> [Source text]
"""

If you are going to use cryptography in the browser, there’s a good chance you will want to deal with X.509 certificates. This post is going to get started by using the Web Cryptography API to do two operations on certificates:
- Import a public key from an X.509 certificate
- Verify the certificate authority (CA) signature on an X.509 certificate
To keep it simple, the example used will be a root CA certificate because those are self-signed. That means we won’t need to get the public key out of one certificate (the CA’s) and use that to verify the signature on another certificate. Instead, we use the same certificate for both. But the concepts and code in this post would be the same for a non-root certificate.
Note: really validating a certificate signature generally requires validating the signatures on a chain of certificates, not just one: the certificate in question, the certificate used to sign it, the certificate used to sign that one, and so on, until you reach the self-signed root certificate. The root certificate has to be verified “out of band” because the chain has to end sometime. Again, this uses the same ideas as here, just repeated as often as needed.
The example will reference the latest current draft of the Web Cryptography API, and RFC 5280, the IETF definition of X.509 certificates. The self-signed root certificate we will use is the VeriSign Universal Root Certification Authority certificate, because VeriSign is a major CA that intends to begin using this as the basis of issued certificates and this certificate should be available on almost any PC with a web browser. Just in case it isn’t, you can get a copy directly from the CA.

"""

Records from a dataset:
"""

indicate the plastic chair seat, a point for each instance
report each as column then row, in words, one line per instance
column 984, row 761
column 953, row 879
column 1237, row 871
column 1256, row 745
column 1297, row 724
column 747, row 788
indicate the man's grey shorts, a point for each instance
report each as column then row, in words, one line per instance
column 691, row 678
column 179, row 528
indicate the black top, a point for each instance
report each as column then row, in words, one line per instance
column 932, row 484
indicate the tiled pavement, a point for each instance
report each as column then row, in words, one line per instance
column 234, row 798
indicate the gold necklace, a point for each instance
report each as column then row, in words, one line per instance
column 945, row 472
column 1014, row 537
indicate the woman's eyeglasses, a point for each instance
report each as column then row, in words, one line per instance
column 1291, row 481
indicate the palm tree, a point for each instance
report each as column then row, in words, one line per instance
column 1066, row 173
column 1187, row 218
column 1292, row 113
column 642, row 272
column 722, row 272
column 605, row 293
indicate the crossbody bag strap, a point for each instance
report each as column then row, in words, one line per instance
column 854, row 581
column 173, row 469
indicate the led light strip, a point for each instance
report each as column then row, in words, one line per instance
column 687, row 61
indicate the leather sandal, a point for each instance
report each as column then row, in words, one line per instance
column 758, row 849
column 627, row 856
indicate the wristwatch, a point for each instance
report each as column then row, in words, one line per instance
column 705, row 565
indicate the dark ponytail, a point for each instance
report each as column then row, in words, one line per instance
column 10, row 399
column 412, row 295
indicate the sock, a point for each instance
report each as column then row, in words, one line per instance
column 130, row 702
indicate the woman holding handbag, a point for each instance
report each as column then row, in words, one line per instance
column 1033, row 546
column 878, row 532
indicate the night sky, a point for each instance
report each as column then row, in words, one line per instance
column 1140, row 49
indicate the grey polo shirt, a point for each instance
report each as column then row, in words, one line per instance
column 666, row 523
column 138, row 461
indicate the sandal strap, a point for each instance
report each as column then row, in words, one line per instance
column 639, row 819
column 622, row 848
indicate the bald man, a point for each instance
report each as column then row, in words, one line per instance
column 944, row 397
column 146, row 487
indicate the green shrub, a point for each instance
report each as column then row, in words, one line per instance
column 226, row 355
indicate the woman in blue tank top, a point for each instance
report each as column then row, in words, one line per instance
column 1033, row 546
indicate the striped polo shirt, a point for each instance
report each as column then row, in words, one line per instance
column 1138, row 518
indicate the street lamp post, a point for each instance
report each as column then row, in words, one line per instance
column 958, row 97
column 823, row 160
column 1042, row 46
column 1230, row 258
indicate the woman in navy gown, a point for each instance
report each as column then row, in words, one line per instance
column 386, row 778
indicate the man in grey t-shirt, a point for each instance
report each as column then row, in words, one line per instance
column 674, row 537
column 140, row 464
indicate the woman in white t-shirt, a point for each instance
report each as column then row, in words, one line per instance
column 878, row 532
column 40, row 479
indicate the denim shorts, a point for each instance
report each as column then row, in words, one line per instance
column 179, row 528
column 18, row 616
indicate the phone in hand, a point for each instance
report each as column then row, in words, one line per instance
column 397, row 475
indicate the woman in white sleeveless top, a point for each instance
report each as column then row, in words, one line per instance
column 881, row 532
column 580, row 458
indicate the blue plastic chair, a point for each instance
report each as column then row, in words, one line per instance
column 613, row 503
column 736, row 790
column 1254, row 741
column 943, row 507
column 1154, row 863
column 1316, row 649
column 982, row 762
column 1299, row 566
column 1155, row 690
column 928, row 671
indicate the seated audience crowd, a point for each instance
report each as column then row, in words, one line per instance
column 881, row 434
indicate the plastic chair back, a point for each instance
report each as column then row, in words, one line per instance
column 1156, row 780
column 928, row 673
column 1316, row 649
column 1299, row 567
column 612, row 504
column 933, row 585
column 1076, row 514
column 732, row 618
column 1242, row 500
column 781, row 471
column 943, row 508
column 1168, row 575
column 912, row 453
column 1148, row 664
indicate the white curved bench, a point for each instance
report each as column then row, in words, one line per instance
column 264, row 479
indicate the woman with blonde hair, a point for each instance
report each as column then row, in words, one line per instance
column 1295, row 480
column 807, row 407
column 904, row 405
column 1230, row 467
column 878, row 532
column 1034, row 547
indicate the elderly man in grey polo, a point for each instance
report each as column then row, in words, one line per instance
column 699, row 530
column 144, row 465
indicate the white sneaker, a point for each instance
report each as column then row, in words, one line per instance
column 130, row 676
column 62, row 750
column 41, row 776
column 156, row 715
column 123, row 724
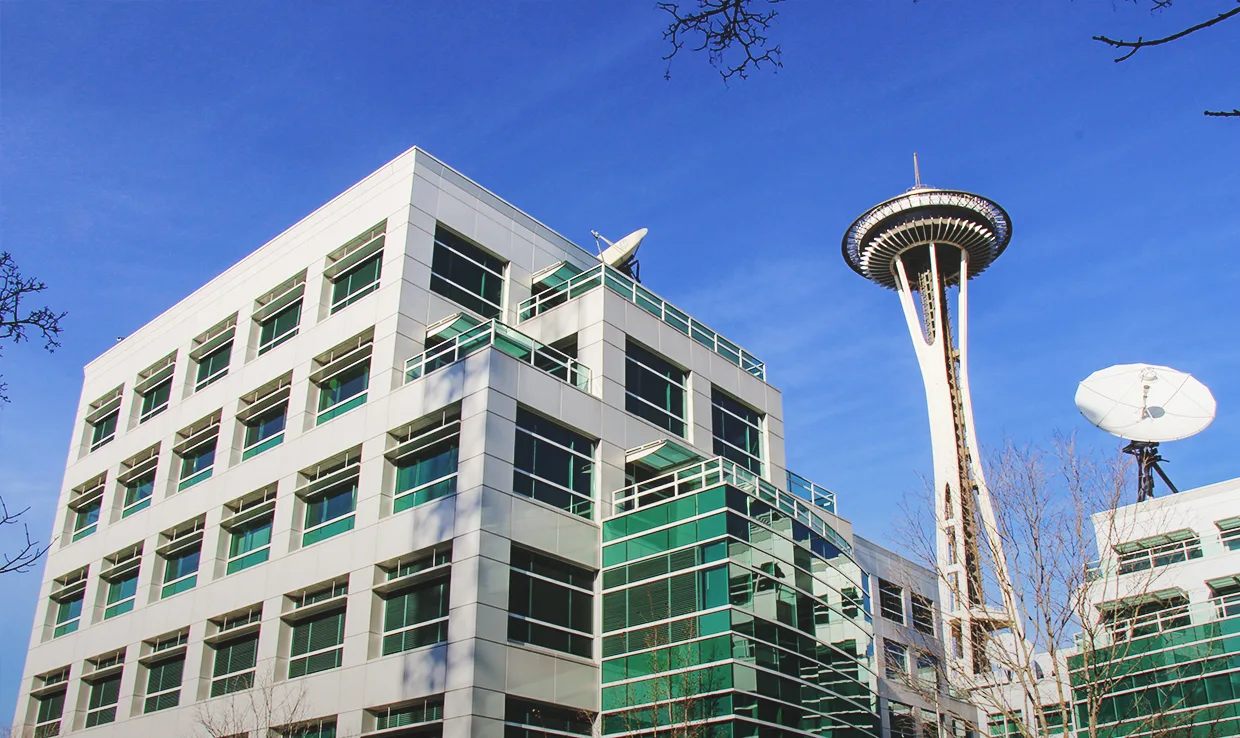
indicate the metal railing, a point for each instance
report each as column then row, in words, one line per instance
column 512, row 342
column 712, row 473
column 649, row 302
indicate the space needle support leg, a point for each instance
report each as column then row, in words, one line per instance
column 986, row 506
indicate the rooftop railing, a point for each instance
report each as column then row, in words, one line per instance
column 649, row 302
column 712, row 473
column 509, row 340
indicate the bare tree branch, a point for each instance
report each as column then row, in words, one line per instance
column 730, row 31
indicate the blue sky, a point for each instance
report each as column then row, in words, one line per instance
column 149, row 145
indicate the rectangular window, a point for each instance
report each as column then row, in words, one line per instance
column 264, row 431
column 551, row 603
column 181, row 569
column 68, row 613
column 155, row 401
column 279, row 328
column 465, row 274
column 416, row 617
column 103, row 429
column 923, row 614
column 895, row 660
column 196, row 448
column 249, row 543
column 526, row 718
column 138, row 494
column 164, row 685
column 318, row 644
column 213, row 366
column 425, row 462
column 890, row 600
column 102, row 706
column 86, row 517
column 330, row 512
column 233, row 670
column 122, row 593
column 738, row 431
column 655, row 390
column 47, row 716
column 553, row 464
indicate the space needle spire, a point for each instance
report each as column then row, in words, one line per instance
column 921, row 243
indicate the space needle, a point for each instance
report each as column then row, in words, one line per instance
column 921, row 243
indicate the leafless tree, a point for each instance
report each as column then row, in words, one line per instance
column 17, row 324
column 268, row 706
column 734, row 35
column 1044, row 502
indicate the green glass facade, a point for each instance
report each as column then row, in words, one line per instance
column 721, row 609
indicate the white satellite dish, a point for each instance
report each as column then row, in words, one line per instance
column 1146, row 404
column 621, row 253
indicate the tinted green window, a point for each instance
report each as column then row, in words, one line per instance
column 102, row 706
column 155, row 400
column 233, row 669
column 316, row 644
column 427, row 474
column 164, row 685
column 417, row 617
column 551, row 604
column 104, row 429
column 279, row 328
column 213, row 365
column 356, row 283
column 138, row 494
column 466, row 274
column 738, row 432
column 654, row 388
column 553, row 464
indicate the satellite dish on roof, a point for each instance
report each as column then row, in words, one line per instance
column 621, row 254
column 1146, row 404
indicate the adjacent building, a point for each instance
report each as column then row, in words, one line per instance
column 422, row 466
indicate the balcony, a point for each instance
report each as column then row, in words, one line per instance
column 712, row 473
column 515, row 344
column 649, row 302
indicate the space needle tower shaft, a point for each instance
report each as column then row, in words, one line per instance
column 920, row 244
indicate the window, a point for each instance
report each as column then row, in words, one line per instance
column 122, row 594
column 890, row 600
column 738, row 431
column 212, row 350
column 164, row 684
column 84, row 505
column 154, row 387
column 425, row 460
column 342, row 377
column 102, row 417
column 553, row 464
column 526, row 718
column 233, row 670
column 465, row 274
column 419, row 713
column 102, row 705
column 248, row 526
column 47, row 715
column 181, row 557
column 923, row 614
column 655, row 390
column 196, row 447
column 551, row 604
column 330, row 496
column 318, row 644
column 895, row 660
column 279, row 328
column 67, row 597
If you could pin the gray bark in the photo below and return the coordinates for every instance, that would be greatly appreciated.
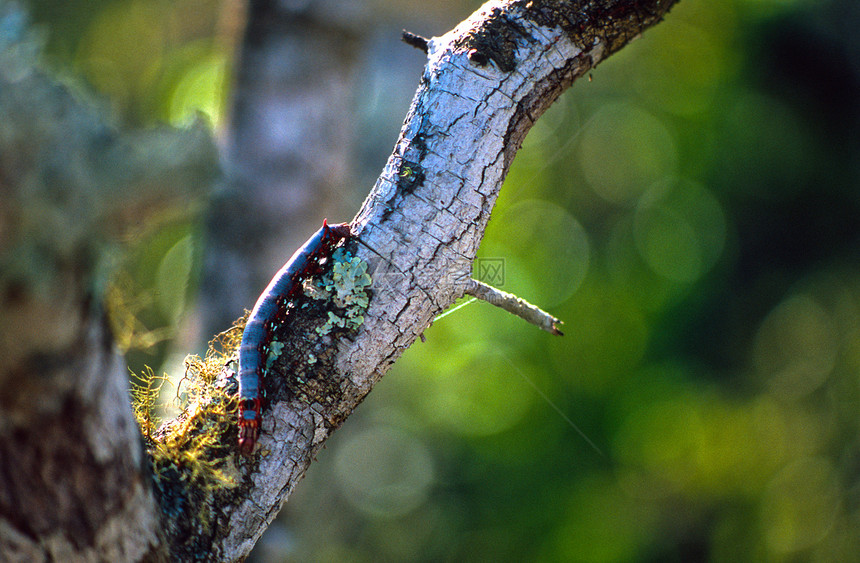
(72, 479)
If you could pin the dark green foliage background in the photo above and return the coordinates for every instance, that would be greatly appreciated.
(691, 214)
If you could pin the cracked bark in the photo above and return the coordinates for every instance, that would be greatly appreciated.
(484, 85)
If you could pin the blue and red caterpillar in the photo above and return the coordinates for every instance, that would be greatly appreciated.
(267, 315)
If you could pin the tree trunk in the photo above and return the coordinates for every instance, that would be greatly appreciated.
(73, 480)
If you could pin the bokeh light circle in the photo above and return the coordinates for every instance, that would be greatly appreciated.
(384, 471)
(545, 252)
(623, 150)
(679, 230)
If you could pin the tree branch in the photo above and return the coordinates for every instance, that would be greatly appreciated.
(67, 438)
(484, 85)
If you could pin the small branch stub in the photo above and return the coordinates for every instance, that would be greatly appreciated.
(515, 305)
(415, 40)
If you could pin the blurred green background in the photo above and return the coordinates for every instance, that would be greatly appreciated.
(691, 213)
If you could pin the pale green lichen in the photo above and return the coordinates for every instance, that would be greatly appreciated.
(346, 286)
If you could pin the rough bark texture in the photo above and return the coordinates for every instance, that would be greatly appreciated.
(484, 85)
(72, 485)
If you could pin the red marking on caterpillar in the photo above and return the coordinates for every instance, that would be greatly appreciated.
(267, 315)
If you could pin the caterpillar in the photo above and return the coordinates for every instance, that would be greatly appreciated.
(268, 314)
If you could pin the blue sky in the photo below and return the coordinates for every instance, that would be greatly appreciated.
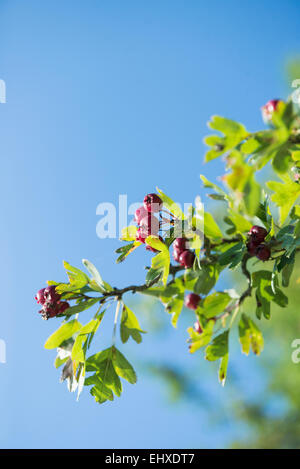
(108, 98)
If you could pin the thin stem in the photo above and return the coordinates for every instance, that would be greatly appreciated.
(115, 322)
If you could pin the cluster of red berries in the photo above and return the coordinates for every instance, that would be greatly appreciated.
(256, 246)
(181, 254)
(192, 301)
(147, 222)
(268, 109)
(50, 301)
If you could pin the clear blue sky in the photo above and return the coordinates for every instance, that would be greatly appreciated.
(108, 98)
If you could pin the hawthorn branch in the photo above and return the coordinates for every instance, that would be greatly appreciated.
(247, 274)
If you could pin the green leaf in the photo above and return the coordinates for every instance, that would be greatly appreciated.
(252, 195)
(234, 133)
(250, 146)
(218, 348)
(200, 340)
(94, 361)
(287, 270)
(124, 251)
(285, 195)
(242, 225)
(81, 306)
(129, 233)
(100, 391)
(250, 336)
(106, 376)
(223, 369)
(215, 304)
(104, 286)
(211, 229)
(122, 366)
(63, 333)
(92, 326)
(233, 255)
(77, 350)
(77, 278)
(207, 278)
(129, 326)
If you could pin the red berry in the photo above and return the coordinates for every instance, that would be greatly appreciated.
(198, 328)
(176, 254)
(140, 213)
(150, 225)
(153, 203)
(62, 307)
(51, 294)
(257, 234)
(141, 235)
(192, 301)
(268, 109)
(180, 244)
(40, 297)
(263, 252)
(186, 259)
(149, 248)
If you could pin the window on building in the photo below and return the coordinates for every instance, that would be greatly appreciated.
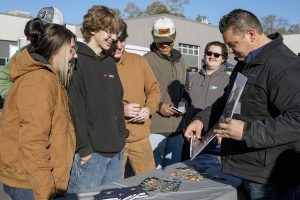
(189, 49)
(3, 61)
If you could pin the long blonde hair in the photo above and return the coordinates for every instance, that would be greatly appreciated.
(53, 42)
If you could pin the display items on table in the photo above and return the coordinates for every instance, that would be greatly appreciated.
(124, 193)
(153, 184)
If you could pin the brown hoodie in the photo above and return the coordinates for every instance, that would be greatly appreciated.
(37, 137)
(140, 86)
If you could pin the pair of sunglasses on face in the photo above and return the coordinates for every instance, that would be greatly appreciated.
(216, 55)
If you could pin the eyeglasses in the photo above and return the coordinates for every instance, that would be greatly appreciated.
(109, 34)
(164, 43)
(216, 55)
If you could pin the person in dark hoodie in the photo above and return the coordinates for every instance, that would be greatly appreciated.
(261, 143)
(37, 137)
(170, 71)
(96, 96)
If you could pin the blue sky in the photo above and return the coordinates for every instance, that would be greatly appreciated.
(75, 9)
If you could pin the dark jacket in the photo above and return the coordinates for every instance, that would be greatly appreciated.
(171, 75)
(270, 107)
(96, 104)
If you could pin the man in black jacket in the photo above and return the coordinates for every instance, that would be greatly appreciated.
(261, 143)
(96, 96)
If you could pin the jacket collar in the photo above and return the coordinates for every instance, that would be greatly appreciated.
(175, 54)
(267, 50)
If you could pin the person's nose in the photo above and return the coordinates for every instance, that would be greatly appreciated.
(114, 36)
(75, 55)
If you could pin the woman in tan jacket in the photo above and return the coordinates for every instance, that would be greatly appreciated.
(37, 138)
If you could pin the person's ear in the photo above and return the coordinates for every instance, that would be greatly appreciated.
(251, 35)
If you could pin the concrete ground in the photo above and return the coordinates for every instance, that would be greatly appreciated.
(3, 195)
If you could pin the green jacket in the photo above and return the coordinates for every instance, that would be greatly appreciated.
(5, 82)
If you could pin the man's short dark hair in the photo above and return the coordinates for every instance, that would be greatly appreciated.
(123, 31)
(240, 20)
(218, 44)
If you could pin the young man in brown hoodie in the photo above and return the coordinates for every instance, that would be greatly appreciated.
(141, 99)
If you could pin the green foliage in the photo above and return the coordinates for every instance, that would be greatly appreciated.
(274, 23)
(203, 19)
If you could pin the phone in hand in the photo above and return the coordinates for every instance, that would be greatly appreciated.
(177, 110)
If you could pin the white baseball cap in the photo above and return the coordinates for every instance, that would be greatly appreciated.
(51, 15)
(164, 30)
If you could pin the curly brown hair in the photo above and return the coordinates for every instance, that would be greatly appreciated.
(99, 18)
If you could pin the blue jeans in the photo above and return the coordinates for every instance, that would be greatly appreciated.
(260, 191)
(18, 193)
(99, 170)
(166, 150)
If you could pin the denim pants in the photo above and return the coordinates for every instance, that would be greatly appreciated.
(166, 150)
(18, 193)
(99, 170)
(259, 191)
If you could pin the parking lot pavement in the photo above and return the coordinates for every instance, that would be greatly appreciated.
(3, 196)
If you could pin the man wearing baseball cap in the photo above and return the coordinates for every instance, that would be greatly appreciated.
(170, 70)
(47, 15)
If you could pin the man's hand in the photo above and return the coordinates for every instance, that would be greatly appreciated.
(166, 110)
(144, 114)
(231, 128)
(131, 109)
(194, 128)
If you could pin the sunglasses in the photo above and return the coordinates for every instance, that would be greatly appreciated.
(216, 55)
(164, 43)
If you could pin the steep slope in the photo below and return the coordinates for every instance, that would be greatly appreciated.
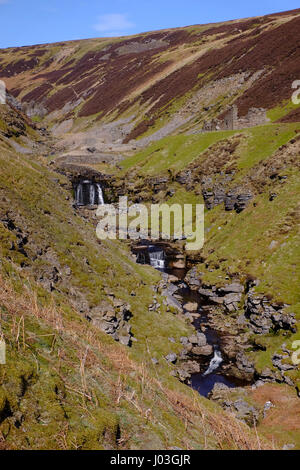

"""

> [Exercise requirements]
a: For each statement below, answer yes or no to whether it agrees with the post on X.509 certificates, and quote the words of the post that decide it: (i) The example uses a root CA certificate because such certificates are self-signed. (ii) The concepts and code in the post would differ for a non-root certificate. (iii) The post describes RFC 5280 as the IETF definition of X.509 certificates.
b: Continue the post on X.509 certificates, picking up after its final sentence.
The records have no connection to the post on X.509 certificates.

> [Results of the tasks]
a:
(i) Yes: "the example used will be a root CA certificate because those are self-signed"
(ii) No: "But the concepts and code in this post would be the same for a non-root certificate."
(iii) Yes: "RFC 5280, the IETF definition of X.509 certificates"

b:
Instead of creating a test web page with sample code, all the examples in this post will be made from the browser’s developer console. Google Chrome 38 was used to write it, but it should work in any browser that supports the Web Cryptography API.
Certificate Formats
If you look at the downloaded certificate in a text editor, you should see text starting with:
-----BEGIN CERTIFICATE-----
MIIEuTCCA6GgAwIBAgIQQBrEZCGzEyEDDrvkEhrFHTANBgkqhkiG9w0BAQsFADCB
and ending with:
7M2CYfE45k+XmCpajQ==
-----END CERTIFICATE-----
This is known as PEM format (for Privacy-enhanced Electronic Mail). PEM files can have one or more cryptographic objects of various types in them, delineated with BEGIN and END lines. In between the lines is a base 64 encoded version of the object in a closer-to-native format. For the CERTIFICATE type, that is a base-64 encoding of the certificate in ASN.1 DER format. The last post went into a lot of detail about this encoding, and included a JavaScript function, berToJavaScript, to convert from that binary format to a JavaScript object.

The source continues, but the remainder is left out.